## WORK TASK 1
In the passage on LGBTQ+ organizations, start at "Before I retired" and stop after "happening. I hope so.", rewriting that stretch with "gathering" swapped out for "meeting".
## WORK TASK 2
Write the next part of the passage on national LGBTQ+ organizations, picking up after its final sentence.

## PASSAGE TO READ
= = = = = = =

Wikipedia lists 47 active national LGBTQ+ organizations, that does not include religious (29 Christian, 11 Jewish, 9 Muslim), or 12 Medical. Student organizations are local to a specific campus. That seems too fractured when trying to present a unified front on anything. It also does not include state or local organizations. How can we get or reject legislation at any level or counter the extreme media coverage by the Republican Party that casts us as evil.
Before I retired 30 years ago, I was a member of the National Lesbian Gay Journalists Association. We got a small group of the national leaders at that time together for the first time at a gathering at the National Press Club. Since I’m out of the loop, such efforts still may be happening. I hope so.
Not all national organizations are in Washington, DC. New York City has several, and the rest are scattered across the country. CenterLink: the Community of LGBTQ Centers sponsors an annual week-long training workshop for leaders of various organizations, primarily officers and board member of local LGBTQ+ Centers. The National LGBTQ Task Force hosts an annual Creating Change Conference that brings 3500+ activists from all over the world to learn from each other in the same place.

= = = = = = =

## SUPPLIED MATERIAL
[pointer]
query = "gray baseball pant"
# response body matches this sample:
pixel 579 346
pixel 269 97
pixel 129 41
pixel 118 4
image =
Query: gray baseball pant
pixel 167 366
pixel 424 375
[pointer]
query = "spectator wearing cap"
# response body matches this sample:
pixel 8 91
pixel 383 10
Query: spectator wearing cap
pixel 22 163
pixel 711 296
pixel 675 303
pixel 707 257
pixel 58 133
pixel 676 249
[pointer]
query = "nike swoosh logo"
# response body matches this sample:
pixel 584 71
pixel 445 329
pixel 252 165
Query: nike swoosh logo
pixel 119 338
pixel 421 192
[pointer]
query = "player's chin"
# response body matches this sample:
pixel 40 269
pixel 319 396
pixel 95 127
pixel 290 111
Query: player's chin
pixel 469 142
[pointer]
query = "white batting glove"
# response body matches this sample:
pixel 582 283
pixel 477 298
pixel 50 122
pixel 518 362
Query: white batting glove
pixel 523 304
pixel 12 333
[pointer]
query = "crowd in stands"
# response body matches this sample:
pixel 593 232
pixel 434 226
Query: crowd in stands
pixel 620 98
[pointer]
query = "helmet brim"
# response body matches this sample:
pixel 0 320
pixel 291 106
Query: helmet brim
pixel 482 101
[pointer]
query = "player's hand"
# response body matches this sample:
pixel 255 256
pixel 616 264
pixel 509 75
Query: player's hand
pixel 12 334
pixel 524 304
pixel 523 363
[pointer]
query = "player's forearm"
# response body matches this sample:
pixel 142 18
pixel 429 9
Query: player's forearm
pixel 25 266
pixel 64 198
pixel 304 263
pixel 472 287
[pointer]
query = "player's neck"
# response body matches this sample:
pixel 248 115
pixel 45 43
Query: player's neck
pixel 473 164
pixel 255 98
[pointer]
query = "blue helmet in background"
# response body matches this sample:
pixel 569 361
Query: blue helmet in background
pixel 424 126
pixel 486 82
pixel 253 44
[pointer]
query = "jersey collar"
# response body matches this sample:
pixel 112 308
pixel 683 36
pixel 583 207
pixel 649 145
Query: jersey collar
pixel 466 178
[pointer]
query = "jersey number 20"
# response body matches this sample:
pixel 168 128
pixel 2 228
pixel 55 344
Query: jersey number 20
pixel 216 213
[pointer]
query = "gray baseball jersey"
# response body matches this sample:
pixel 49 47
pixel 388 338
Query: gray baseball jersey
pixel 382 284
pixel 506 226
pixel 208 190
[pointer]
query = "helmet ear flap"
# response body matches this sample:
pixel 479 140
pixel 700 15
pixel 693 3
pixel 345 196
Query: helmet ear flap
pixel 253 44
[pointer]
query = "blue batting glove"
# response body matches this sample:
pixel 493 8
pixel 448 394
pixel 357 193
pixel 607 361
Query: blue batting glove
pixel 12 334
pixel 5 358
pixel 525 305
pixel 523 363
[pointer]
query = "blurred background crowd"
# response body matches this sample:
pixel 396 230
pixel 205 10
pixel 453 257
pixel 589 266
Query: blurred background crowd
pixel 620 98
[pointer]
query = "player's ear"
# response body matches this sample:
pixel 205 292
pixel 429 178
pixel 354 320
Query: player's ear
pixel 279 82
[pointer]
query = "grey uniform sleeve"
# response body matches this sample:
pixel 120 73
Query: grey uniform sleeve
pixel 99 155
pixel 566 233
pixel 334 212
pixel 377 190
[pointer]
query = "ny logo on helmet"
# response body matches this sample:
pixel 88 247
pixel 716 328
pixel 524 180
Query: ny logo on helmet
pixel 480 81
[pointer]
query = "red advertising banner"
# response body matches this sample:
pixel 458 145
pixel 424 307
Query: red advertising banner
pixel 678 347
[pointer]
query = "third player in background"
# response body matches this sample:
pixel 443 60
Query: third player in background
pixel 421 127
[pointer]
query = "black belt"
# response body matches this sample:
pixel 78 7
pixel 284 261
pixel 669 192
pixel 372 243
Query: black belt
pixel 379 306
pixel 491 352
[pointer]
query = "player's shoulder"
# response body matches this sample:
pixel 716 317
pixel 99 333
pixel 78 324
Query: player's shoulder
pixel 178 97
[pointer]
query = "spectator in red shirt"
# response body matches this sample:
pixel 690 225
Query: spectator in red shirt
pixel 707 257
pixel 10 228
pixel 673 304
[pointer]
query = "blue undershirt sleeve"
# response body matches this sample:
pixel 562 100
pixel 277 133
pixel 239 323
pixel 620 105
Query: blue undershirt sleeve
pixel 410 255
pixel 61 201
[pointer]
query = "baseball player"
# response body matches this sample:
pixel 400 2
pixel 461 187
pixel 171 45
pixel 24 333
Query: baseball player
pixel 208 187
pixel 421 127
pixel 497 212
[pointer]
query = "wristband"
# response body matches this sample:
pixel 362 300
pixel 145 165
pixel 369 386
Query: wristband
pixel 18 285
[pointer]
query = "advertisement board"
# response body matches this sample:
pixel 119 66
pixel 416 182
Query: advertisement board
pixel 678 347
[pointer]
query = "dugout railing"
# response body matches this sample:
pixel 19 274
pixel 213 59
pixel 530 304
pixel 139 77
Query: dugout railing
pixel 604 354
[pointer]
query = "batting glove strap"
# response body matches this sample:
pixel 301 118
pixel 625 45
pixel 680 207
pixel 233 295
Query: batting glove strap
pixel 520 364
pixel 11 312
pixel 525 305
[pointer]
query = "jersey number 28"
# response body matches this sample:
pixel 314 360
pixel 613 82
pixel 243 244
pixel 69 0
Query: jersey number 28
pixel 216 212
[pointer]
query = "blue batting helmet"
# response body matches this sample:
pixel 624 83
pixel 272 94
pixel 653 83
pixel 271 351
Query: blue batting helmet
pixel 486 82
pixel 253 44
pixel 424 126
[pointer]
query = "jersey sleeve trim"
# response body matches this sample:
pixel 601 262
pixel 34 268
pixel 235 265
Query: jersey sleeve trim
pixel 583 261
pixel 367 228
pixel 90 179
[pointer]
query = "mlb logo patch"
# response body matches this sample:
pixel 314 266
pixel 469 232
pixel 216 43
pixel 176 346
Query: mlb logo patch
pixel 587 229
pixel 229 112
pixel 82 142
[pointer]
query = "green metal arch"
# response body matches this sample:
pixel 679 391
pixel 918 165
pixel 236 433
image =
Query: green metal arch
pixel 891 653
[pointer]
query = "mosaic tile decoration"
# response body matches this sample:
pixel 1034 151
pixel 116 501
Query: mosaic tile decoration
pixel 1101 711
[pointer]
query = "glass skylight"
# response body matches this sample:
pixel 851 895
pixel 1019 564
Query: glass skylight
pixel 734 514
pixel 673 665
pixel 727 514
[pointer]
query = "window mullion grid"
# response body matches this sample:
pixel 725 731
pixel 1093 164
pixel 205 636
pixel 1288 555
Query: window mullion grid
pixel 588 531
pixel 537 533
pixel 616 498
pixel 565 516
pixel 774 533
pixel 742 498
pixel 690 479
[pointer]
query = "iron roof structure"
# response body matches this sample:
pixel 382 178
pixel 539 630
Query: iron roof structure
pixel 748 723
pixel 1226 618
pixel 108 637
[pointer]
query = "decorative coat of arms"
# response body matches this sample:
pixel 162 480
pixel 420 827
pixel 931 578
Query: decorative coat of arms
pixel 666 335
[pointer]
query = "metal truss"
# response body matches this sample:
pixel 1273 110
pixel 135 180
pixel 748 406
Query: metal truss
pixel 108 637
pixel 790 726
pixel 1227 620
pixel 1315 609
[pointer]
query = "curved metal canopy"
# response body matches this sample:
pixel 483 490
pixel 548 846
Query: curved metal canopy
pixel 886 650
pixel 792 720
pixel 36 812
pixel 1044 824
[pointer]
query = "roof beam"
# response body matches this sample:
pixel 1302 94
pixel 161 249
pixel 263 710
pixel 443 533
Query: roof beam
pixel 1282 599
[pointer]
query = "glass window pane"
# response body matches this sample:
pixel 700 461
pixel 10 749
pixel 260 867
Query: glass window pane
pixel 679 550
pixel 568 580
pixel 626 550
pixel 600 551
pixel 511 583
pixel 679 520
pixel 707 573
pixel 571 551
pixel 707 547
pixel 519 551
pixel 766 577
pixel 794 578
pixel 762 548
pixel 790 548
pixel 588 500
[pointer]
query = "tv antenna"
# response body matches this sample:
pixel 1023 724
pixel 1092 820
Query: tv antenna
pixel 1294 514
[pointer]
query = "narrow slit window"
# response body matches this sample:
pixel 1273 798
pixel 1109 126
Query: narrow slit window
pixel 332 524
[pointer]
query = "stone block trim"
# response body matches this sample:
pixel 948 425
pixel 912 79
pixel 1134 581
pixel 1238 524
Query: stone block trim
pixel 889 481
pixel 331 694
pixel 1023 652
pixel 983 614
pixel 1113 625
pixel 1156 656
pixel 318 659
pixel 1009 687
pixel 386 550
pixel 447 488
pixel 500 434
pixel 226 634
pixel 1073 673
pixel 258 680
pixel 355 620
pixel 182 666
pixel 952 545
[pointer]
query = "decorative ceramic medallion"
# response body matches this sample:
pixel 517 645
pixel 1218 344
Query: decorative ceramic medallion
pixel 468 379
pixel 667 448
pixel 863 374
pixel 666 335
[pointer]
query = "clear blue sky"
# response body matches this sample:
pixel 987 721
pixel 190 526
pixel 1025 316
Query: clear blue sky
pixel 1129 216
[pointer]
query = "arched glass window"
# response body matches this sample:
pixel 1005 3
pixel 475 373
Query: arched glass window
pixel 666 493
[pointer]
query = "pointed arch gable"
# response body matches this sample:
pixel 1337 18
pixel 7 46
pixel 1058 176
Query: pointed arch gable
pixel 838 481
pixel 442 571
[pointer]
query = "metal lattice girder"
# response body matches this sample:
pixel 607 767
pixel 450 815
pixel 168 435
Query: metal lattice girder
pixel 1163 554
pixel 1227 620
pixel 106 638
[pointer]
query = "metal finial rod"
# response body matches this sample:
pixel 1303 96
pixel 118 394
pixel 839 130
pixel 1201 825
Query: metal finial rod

= = = = = = =

## EXERCISE RESPONSE 1
Before I retired 30 years ago, I was a member of the National Lesbian Gay Journalists Association. We got a small group of the national leaders at that time together for the first time at a meeting at the National Press Club. Since I’m out of the loop, such efforts still may be happening. I hope so.

## EXERCISE RESPONSE 2
Of course, one organization could not provide services on all issues without becoming an enormous bureaucracy. I’m not proposing any “mergers or acquisitions” like the corporate world. I’m just raising the issue of “navel gazing” where we can become too narrowly focused to have real impact at a national level. I’m not talking just about politics or media messaging. We’ve been at this for more than 70 years. Yes, the media organizations and the theater and film producers are not as biased as they used to be, but we have not “taken over the arts.”
We had a blizzard of anti-transgender legislation last year at the state level that was too powerful for us to counter. The Equality Federation provides training and support for the state level Equality Groups (not every state has one.) They did their best, and in some cases were able to stem the tide. We can’t count on the Democrats to do our work for us. They have other constituents. We can count on the Republicans to use us as their “bogeyman” to appeal to their right-wing base. “Many hands make light work, but not when they’ve all got their hands on the same money switch.”